──────── Exercise material ────────

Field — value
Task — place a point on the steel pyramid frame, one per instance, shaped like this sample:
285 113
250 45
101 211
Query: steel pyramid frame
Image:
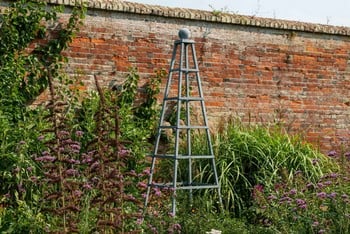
187 71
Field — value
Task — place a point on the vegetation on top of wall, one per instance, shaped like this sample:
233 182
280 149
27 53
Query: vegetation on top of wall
77 164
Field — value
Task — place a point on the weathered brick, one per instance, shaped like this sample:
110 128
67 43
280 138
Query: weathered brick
254 68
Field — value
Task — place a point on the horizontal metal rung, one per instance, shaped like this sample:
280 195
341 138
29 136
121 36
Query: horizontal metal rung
184 70
184 99
183 186
183 127
171 156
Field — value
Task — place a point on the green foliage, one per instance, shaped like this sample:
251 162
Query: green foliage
27 54
247 156
304 206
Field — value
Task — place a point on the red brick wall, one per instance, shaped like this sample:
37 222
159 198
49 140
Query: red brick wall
257 69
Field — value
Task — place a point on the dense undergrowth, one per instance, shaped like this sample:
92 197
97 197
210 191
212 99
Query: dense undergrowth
77 164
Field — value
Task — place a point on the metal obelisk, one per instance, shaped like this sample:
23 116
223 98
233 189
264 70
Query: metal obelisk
183 92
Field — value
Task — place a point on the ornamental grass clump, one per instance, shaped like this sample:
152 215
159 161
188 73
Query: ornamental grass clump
247 156
303 206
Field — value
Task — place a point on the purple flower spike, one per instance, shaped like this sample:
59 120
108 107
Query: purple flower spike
292 192
322 195
79 133
332 153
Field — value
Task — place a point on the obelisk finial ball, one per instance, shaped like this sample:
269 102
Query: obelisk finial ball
184 33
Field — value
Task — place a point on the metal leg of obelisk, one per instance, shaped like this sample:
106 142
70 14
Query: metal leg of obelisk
185 69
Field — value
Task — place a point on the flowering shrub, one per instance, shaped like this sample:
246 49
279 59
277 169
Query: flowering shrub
305 207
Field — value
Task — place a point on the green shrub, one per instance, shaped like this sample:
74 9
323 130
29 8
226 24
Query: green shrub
255 155
301 206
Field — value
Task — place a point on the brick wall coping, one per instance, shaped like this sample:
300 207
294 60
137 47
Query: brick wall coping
191 14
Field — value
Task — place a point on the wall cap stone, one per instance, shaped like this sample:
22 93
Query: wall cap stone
201 15
208 16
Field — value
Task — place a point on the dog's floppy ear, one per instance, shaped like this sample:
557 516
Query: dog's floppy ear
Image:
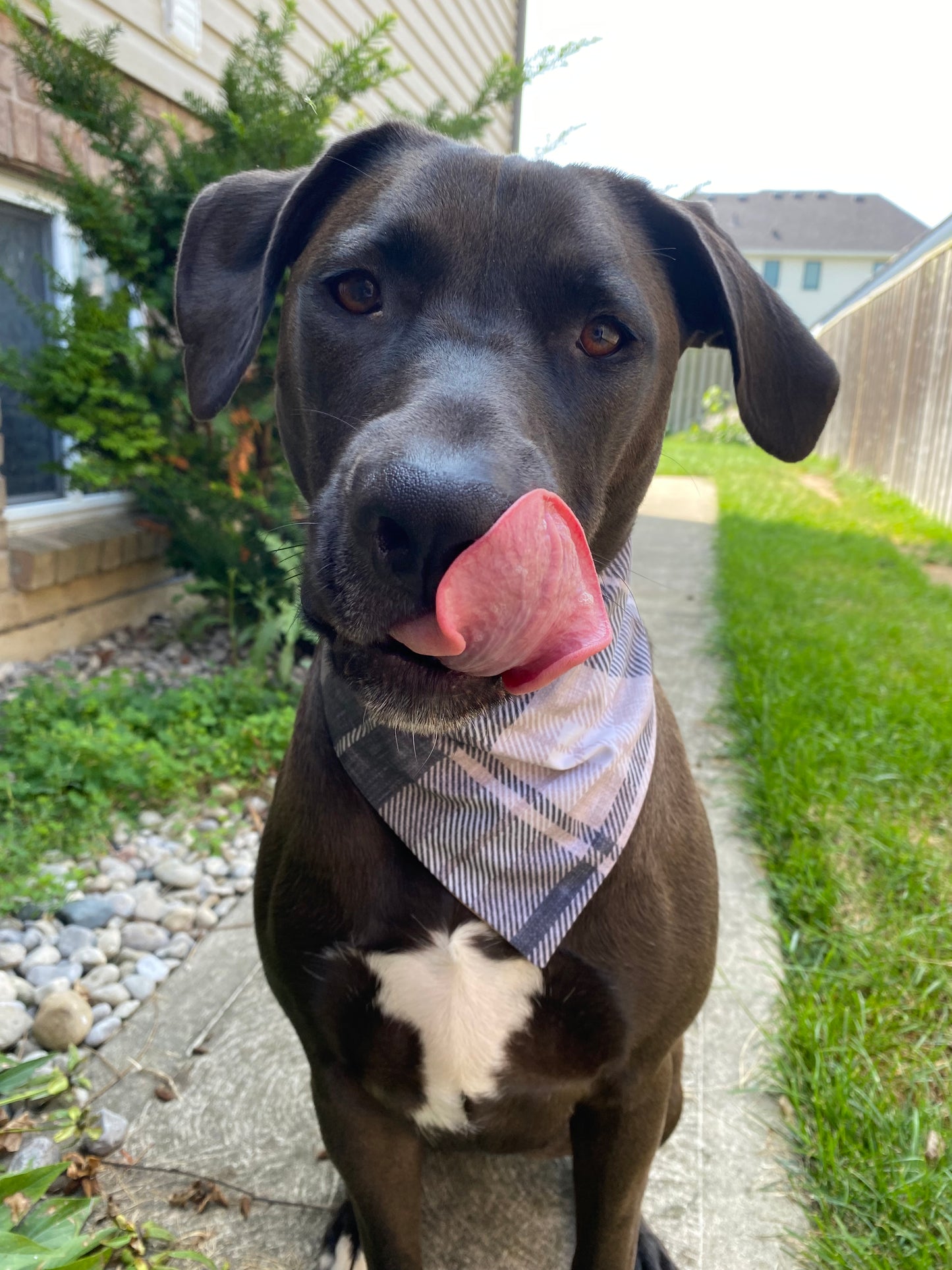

────────

Required work: Copy the preceding data in full and word for word, dropping its pictures.

Answer box:
Field — value
Task — place a point on the steel pyramid frame, one per instance, shaped like this sample:
285 113
250 45
101 211
Query: steel pyramid frame
Image:
187 71
Field — value
Task — place a point on the vegetation on top of wall, one per instance, shaped like this sample:
233 182
280 149
27 53
Query: vegetation on top of wall
77 164
Field — value
Task — place a point on the weathered brick, one per instance, shaped like this sample:
110 128
67 43
280 138
Query: weathered brick
254 68
Field — value
Task — place a point on the horizontal metal rung, one per instance, shaped like this sample:
280 195
341 138
29 136
121 36
Query: horizontal metal rung
184 70
184 99
183 186
183 127
171 156
Field — value
Task — place a point on the green foliage, one per instance, shaped like this sample:
251 162
Query: green foliage
27 54
247 156
304 206
Field — value
Task — place a point on the red brick wall, one per instance, shaped like this sample:
37 222
159 198
49 140
Query: red brick wall
257 69
Field — value
Task — place a point on the dense undergrowth, one per instance, shaped like this sample:
92 197
97 197
210 191
212 99
Query: dense undergrowth
77 164
Field — value
Task — place a point on the metal obelisk, one per instance, shaped like this sample:
23 116
223 98
233 189
264 70
Query: metal obelisk
183 92
Field — value
Task — place a point on the ornamental grass clump, one per instance, shaped like this sample:
152 215
159 161
188 73
Query: ornamental grass clump
247 156
303 206
Field — value
Task — place a point on the purple flower spike, one per instance, shaped like this sample:
59 120
108 107
Query: purple flower spike
292 192
322 195
79 133
332 153
Field — value
Task — place a point on the obelisk finial ball, one per instance, shaped like this sample:
269 102
Query: obelisk finial ball
184 33
Field — value
Task — place a point on the metal leg of obelisk, one per instance, shaped like this sample:
106 142
70 14
Query: metal leg of obelisk
185 69
Field — value
Task — place a point on the flowering shrub, one per instance, shaped like this sample:
246 49
279 59
277 169
Query: flowering shrub
305 207
Field — value
Task — place a point on the green shrub, one per instance, shaped like this sample:
74 9
323 130
29 8
226 24
Query: green shrub
255 155
301 206
Field — value
Task — place a point on the brick wall coping, one per instance, shaped like this sample:
300 207
294 60
137 47
Query: brick wall coping
191 14
Field — value
Task — place a point on the wall cap stone, one per instance, shaped like this sample:
22 93
Query: wall cap stone
201 15
208 16
Field — value
Task — place a point on the dog's floppy ear, one per instance, shaped like this sample:
557 516
Query: dog's floppy ear
Image:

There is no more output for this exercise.